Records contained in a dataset
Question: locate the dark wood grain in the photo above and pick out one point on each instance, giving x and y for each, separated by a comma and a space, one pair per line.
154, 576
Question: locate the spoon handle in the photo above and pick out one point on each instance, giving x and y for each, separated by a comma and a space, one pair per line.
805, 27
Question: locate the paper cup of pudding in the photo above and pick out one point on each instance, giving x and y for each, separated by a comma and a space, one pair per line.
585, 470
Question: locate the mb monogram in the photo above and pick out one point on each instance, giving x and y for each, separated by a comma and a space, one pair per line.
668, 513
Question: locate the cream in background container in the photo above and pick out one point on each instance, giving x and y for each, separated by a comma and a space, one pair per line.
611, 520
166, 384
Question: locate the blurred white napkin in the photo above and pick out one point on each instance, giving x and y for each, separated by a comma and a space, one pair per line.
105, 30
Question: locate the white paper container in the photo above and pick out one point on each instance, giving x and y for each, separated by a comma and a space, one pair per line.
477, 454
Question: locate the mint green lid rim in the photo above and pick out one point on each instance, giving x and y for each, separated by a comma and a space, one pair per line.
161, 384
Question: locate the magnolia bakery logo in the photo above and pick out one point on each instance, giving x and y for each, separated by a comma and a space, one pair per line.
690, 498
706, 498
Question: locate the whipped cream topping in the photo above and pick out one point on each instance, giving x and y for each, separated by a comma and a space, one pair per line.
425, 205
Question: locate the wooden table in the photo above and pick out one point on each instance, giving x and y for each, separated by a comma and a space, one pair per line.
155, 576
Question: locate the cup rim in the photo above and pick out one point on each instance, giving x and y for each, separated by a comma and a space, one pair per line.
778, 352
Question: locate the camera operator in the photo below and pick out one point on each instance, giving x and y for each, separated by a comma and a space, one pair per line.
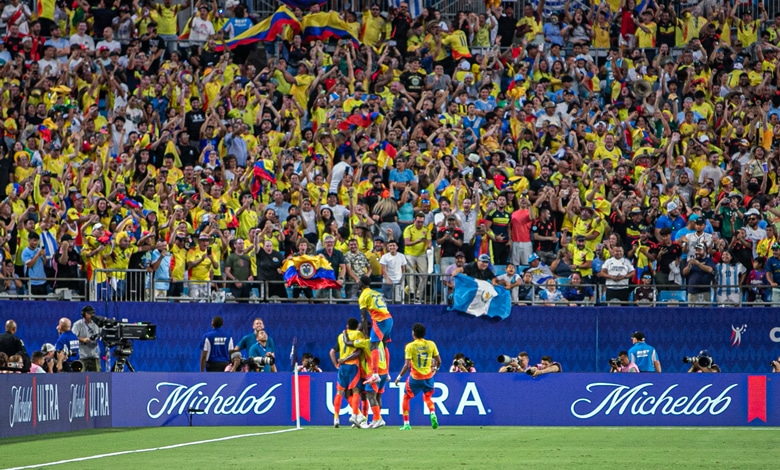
546, 366
460, 363
702, 363
517, 364
12, 345
309, 363
68, 345
622, 364
263, 348
88, 334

WORK TASK → Go through the entries above and output them exactly, without pictures.

YOUR SOLUTION →
Question: locate the dark wood grain in the photo above and pick out one point on each instance, giving x and y for each, separated by a comma and a space, one pair per line.
154, 576
Question: locate the spoon handle in the photo above and pick out one point on each instance, giving x and y for each, separated by a comma and a space, one pair per line.
805, 27
Question: locate the paper cup of pudding in the photo above and pick out one point on each instance, giving x and y for each, separated by a comma and a space, one pair per line.
585, 470
Question: locate the mb monogram in the photo above and pick out one point on each instance, giving x and y for each, separated by a comma and a space, one pair per line.
668, 513
Question: locate the cream in background container in the photo above and pick out one point on each instance, giving x and y for each, separated by a comma and a space, one pair per line.
611, 520
166, 384
Question: locate the blurred white napkin in the photo above and pick out one point on each instance, giving x and y for each, separated by a comma and a space, one pair per line.
105, 30
Question: locate the white paper container in the photo above and pick out one point on each instance, giving x and y for each, separated by a comma and a space, one pair per line.
477, 454
Question: locate the mint green lid rim in the photo above and pick out one point on each instance, giving x and y for each, separated by a comma and a space, one pair per line.
161, 384
Question: locate the magnolia bakery logo in the photo above and pick out one point on each instance, giving x and y for each, separated by a comma and a space, one pair per line.
690, 498
706, 498
Question: locate the whipped cream topping in the photo above and pick out one point on each instance, giving x and y for each, separated by a comma and a space, one pair per line.
425, 205
Question: locate the wooden table in the photo above and pick out one point on each instance, giving x and y for each, separated by a comma and a space, one pair per line.
155, 576
Question: locate the cup rim in the photo above and pick out one point on each instance, giving x and y for each, separated by a comma and a space, one pair per line.
778, 352
Question: locate the camera operator in the photo below and pick out one point on each instance, giving x and y for each, separated by a comma and a space, one pair per line.
546, 366
460, 363
702, 363
517, 364
12, 345
309, 363
68, 345
622, 364
263, 348
88, 334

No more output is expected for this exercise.